## [Document section]
:::

I guess it's OK, but definitely 2.6.31 material. I guess I'll stick it
linux-next soon.
- R.
On Tue, 28 Apr 2009 07:01:32 -0700
Roland Dreier <[email protected]> wrote:
> > did you have a chance to take a look at the patchset and will you apply it, or
> > are there any outstanding issues we need to address?
>
> I guess it's OK, but definitely 2.6.31 material. I guess I'll stick it
> linux-next soon.
>
> - R.
Okay with us, thank you very much!
Alex
On Tue, 2009-04-21 at 17:16 +0200, Stefan Roscher wrote:
> From: Anton Blanchard <antonb at au1.ibm.com>
>
> To improve performance of driver ressource allocation,
> replace the vmalloc() call with kmalloc().
Just curious, but how big are these allocations? Why was vmalloc() even
ever used if we know they'll be small?
-- Dave
On Tuesday 28 April 2009 05:12:51 pm Dave Hansen wrote:
> On Tue, 2009-04-21 at 17:16 +0200, Stefan Roscher wrote:
> > From: Anton Blanchard <antonb at au1.ibm.com>
> >
> > To improve performance of driver ressource allocation,
> > replace the vmalloc() call with kmalloc().

:::

Rows from a pointing dataset

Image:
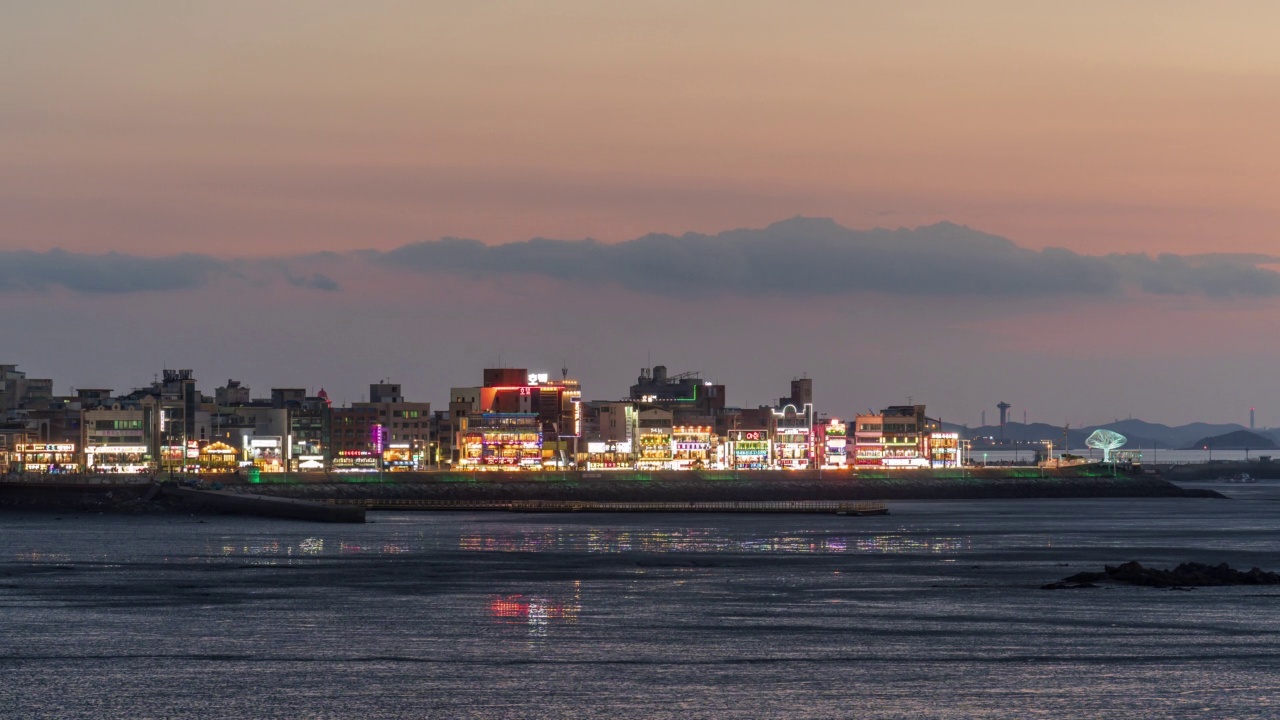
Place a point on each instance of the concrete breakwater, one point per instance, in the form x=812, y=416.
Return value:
x=265, y=506
x=708, y=487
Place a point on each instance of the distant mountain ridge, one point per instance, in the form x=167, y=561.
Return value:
x=1238, y=440
x=1139, y=433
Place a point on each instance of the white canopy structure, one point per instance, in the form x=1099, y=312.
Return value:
x=1106, y=441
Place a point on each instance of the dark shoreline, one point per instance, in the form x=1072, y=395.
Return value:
x=630, y=487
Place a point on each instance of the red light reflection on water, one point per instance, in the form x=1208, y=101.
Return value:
x=536, y=610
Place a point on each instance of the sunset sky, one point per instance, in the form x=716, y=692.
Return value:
x=257, y=133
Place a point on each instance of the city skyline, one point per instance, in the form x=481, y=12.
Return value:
x=261, y=192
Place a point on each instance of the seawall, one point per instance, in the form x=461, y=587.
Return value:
x=711, y=487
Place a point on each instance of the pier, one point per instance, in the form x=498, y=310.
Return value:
x=268, y=506
x=781, y=506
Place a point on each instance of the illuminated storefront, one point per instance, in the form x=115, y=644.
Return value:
x=117, y=459
x=398, y=458
x=310, y=463
x=693, y=447
x=609, y=456
x=945, y=450
x=656, y=451
x=752, y=450
x=355, y=461
x=835, y=436
x=266, y=454
x=792, y=449
x=45, y=458
x=499, y=441
x=216, y=458
x=792, y=437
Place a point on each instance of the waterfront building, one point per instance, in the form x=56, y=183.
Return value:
x=690, y=400
x=45, y=458
x=10, y=437
x=694, y=447
x=307, y=420
x=515, y=391
x=792, y=437
x=903, y=436
x=356, y=443
x=498, y=441
x=119, y=438
x=832, y=441
x=654, y=441
x=750, y=450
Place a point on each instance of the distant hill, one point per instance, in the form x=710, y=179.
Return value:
x=1040, y=432
x=1238, y=440
x=1170, y=436
x=1138, y=432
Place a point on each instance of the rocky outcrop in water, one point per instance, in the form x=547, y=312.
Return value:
x=1185, y=575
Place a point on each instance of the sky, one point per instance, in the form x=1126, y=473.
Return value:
x=1078, y=199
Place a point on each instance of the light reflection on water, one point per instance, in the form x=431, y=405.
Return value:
x=598, y=541
x=538, y=611
x=931, y=613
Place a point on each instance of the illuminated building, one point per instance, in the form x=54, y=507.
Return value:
x=513, y=391
x=609, y=455
x=352, y=438
x=897, y=437
x=694, y=447
x=945, y=450
x=654, y=440
x=45, y=458
x=792, y=437
x=498, y=441
x=218, y=458
x=355, y=438
x=265, y=452
x=10, y=438
x=752, y=450
x=119, y=440
x=832, y=438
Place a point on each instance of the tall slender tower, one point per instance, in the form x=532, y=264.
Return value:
x=1004, y=417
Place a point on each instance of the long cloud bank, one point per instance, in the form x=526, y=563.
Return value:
x=799, y=258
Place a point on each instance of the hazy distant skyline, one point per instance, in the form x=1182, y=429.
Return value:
x=310, y=124
x=192, y=159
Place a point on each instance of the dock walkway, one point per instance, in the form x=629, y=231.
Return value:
x=782, y=506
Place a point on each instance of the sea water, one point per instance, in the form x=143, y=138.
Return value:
x=932, y=611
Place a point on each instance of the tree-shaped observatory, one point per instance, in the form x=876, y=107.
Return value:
x=1106, y=441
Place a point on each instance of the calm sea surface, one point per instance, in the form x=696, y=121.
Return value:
x=933, y=611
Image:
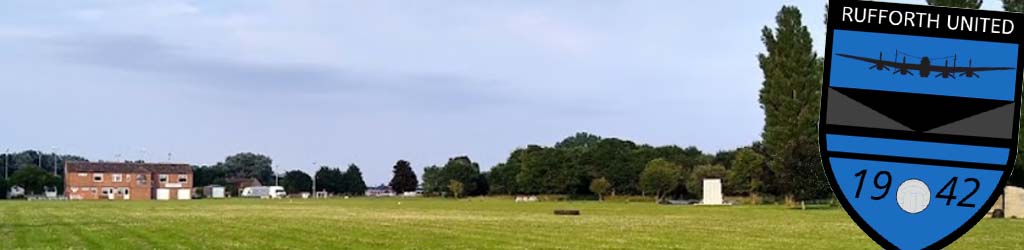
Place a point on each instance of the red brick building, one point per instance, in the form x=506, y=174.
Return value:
x=104, y=180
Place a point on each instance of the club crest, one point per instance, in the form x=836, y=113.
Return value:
x=919, y=117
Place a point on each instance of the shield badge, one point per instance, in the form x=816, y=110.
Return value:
x=919, y=117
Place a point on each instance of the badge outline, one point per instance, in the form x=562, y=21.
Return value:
x=825, y=163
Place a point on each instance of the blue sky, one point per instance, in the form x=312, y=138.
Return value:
x=371, y=82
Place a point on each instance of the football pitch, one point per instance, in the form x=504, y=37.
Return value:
x=440, y=223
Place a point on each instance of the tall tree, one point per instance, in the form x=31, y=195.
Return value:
x=975, y=4
x=330, y=179
x=296, y=181
x=502, y=178
x=352, y=181
x=600, y=186
x=404, y=178
x=581, y=139
x=3, y=189
x=659, y=177
x=249, y=165
x=614, y=159
x=433, y=181
x=457, y=188
x=1017, y=177
x=464, y=170
x=791, y=97
x=546, y=170
x=747, y=174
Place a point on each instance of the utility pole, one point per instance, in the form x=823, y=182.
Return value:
x=314, y=180
x=54, y=161
x=6, y=156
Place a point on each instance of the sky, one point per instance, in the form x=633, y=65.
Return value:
x=372, y=82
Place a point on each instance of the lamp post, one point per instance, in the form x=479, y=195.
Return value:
x=6, y=156
x=54, y=161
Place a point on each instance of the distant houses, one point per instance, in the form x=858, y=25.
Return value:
x=104, y=180
x=385, y=191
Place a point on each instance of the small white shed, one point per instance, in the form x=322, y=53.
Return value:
x=213, y=192
x=712, y=192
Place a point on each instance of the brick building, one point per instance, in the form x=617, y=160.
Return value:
x=103, y=180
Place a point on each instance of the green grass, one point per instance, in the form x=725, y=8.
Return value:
x=436, y=223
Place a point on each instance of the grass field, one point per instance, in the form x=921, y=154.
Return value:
x=436, y=223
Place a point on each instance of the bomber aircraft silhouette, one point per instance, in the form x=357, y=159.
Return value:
x=926, y=68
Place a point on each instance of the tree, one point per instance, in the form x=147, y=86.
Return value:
x=659, y=177
x=1017, y=177
x=207, y=175
x=296, y=181
x=456, y=188
x=432, y=180
x=502, y=178
x=330, y=179
x=747, y=174
x=791, y=97
x=352, y=182
x=975, y=4
x=404, y=178
x=33, y=179
x=249, y=165
x=695, y=181
x=547, y=170
x=614, y=159
x=581, y=139
x=3, y=189
x=600, y=188
x=464, y=170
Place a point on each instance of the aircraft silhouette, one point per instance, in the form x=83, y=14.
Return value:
x=926, y=68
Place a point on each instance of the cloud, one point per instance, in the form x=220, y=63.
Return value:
x=145, y=54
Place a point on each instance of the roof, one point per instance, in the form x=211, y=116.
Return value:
x=127, y=167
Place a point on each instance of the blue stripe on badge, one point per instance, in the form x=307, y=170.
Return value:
x=855, y=74
x=899, y=148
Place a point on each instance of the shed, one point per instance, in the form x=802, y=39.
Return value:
x=213, y=192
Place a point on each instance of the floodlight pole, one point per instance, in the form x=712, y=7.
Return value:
x=314, y=180
x=6, y=156
x=54, y=161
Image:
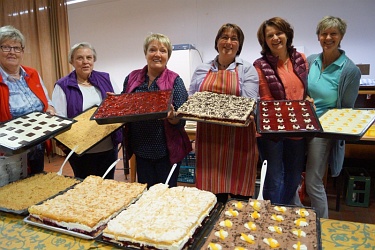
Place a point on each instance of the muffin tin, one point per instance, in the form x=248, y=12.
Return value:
x=287, y=118
x=24, y=132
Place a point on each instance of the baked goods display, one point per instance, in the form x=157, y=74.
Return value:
x=163, y=218
x=289, y=118
x=259, y=225
x=217, y=108
x=18, y=196
x=87, y=207
x=134, y=107
x=81, y=133
x=346, y=123
x=23, y=132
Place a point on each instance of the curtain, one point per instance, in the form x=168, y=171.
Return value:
x=44, y=23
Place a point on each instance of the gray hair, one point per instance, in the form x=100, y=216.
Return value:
x=158, y=37
x=331, y=22
x=10, y=33
x=80, y=46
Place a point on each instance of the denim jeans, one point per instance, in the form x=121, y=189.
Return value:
x=285, y=164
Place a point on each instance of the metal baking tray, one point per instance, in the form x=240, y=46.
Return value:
x=37, y=127
x=218, y=122
x=60, y=230
x=358, y=121
x=210, y=226
x=84, y=129
x=193, y=242
x=139, y=106
x=25, y=211
x=272, y=114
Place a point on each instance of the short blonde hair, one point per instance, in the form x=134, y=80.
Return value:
x=160, y=38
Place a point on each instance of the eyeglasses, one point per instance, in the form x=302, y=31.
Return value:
x=9, y=48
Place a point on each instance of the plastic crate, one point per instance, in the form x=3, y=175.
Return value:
x=357, y=187
x=187, y=169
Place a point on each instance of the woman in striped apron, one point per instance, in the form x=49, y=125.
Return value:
x=226, y=156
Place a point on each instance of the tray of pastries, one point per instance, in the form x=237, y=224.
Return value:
x=287, y=118
x=346, y=124
x=217, y=108
x=81, y=133
x=18, y=196
x=84, y=210
x=257, y=224
x=132, y=107
x=163, y=218
x=24, y=132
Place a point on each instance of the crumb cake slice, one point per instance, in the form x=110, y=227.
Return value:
x=218, y=107
x=163, y=218
x=88, y=206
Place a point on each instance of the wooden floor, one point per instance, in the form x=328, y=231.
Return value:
x=347, y=213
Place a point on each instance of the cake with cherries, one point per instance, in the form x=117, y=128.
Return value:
x=163, y=218
x=219, y=108
x=88, y=206
x=260, y=225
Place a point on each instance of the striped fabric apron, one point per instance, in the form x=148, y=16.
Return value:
x=226, y=156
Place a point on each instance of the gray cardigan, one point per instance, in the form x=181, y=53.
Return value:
x=346, y=97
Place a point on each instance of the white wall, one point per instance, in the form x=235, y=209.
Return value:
x=117, y=28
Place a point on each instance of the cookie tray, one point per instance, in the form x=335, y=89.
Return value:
x=27, y=125
x=193, y=242
x=138, y=115
x=58, y=229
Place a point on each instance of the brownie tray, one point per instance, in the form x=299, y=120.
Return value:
x=193, y=242
x=287, y=119
x=24, y=132
x=133, y=107
x=81, y=134
x=346, y=124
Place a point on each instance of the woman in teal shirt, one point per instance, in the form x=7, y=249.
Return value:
x=333, y=82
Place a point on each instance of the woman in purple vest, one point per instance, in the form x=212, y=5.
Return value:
x=282, y=76
x=157, y=144
x=81, y=89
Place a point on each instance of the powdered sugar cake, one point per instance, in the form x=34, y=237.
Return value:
x=218, y=108
x=163, y=218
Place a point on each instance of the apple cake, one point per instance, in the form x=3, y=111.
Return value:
x=163, y=218
x=217, y=108
x=88, y=206
x=19, y=195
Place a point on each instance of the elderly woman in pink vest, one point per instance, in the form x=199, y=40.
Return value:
x=282, y=76
x=157, y=144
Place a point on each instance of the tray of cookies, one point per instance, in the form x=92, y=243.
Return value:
x=81, y=133
x=24, y=132
x=290, y=118
x=132, y=107
x=346, y=124
x=222, y=109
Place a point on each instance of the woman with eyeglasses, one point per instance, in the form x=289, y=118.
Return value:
x=83, y=88
x=226, y=156
x=282, y=76
x=21, y=89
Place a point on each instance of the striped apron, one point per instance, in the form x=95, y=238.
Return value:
x=226, y=156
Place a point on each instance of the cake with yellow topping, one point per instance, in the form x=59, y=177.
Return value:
x=88, y=206
x=163, y=218
x=261, y=225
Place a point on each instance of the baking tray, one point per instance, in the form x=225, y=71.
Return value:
x=234, y=124
x=353, y=123
x=132, y=107
x=58, y=229
x=81, y=133
x=193, y=242
x=293, y=117
x=24, y=132
x=210, y=226
x=25, y=211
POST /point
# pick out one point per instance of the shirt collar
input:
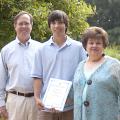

:::

## [To do]
A) In the rows, copy out the lines starting at the one containing "Place a point on each instance of the white wall, one" and ending at the one containing "x=19, y=195", with both of those lines included.
B) Write the next part of the mailing-list thread about replacing vmalloc() with kmalloc() in the driver patchset, beginning right after its last line.

## [Outputs in order]
A)
Place a point on each instance of the white wall, one point per instance, in the form x=235, y=209.
Return value:
x=117, y=28
Place a point on each instance of the cookie tray, one point per instance, in the form x=335, y=89.
Return value:
x=27, y=125
x=193, y=242
x=138, y=115
x=58, y=229
Place a point on each instance of the brownie tray, one point per instance, in the form x=299, y=120.
Return value:
x=193, y=242
x=287, y=119
x=24, y=132
x=133, y=107
x=81, y=134
x=346, y=124
Place a point on each instance of the woman in teal shirt, one point per instance, in the form x=7, y=249.
Return value:
x=333, y=82
Place a point on each instance of the woman in purple vest, one point per instance, in the form x=212, y=5.
Return value:
x=282, y=76
x=157, y=144
x=81, y=89
Place a point on each instance of the powdered sugar cake, one point per instance, in the form x=34, y=237.
Return value:
x=218, y=108
x=163, y=218
Place a point on each instance of the apple cake, one point per instance, in the form x=3, y=111.
Return value:
x=163, y=218
x=217, y=108
x=88, y=206
x=19, y=195

B)
>
> Just curious, but how big are these allocations? Why was vmalloc() even
> ever used if we know they'll be small?
>
> -- Dave
>
>
The theoretical maximum size can be 512k, but for common queue pairs
less than 128k is used.Because of the theoretical maximum we implemented
vmalloc() first, but recognized a huge performance impact.
-- Stefan
thanks, applied.
> From: Anton Blanchard <antonb at au1.ibm.com>
> Signed-off-by: Stefan Roscher <stefan.roscher at de.ibm.com>
please use '@' signs so these are real email addresses.
- R.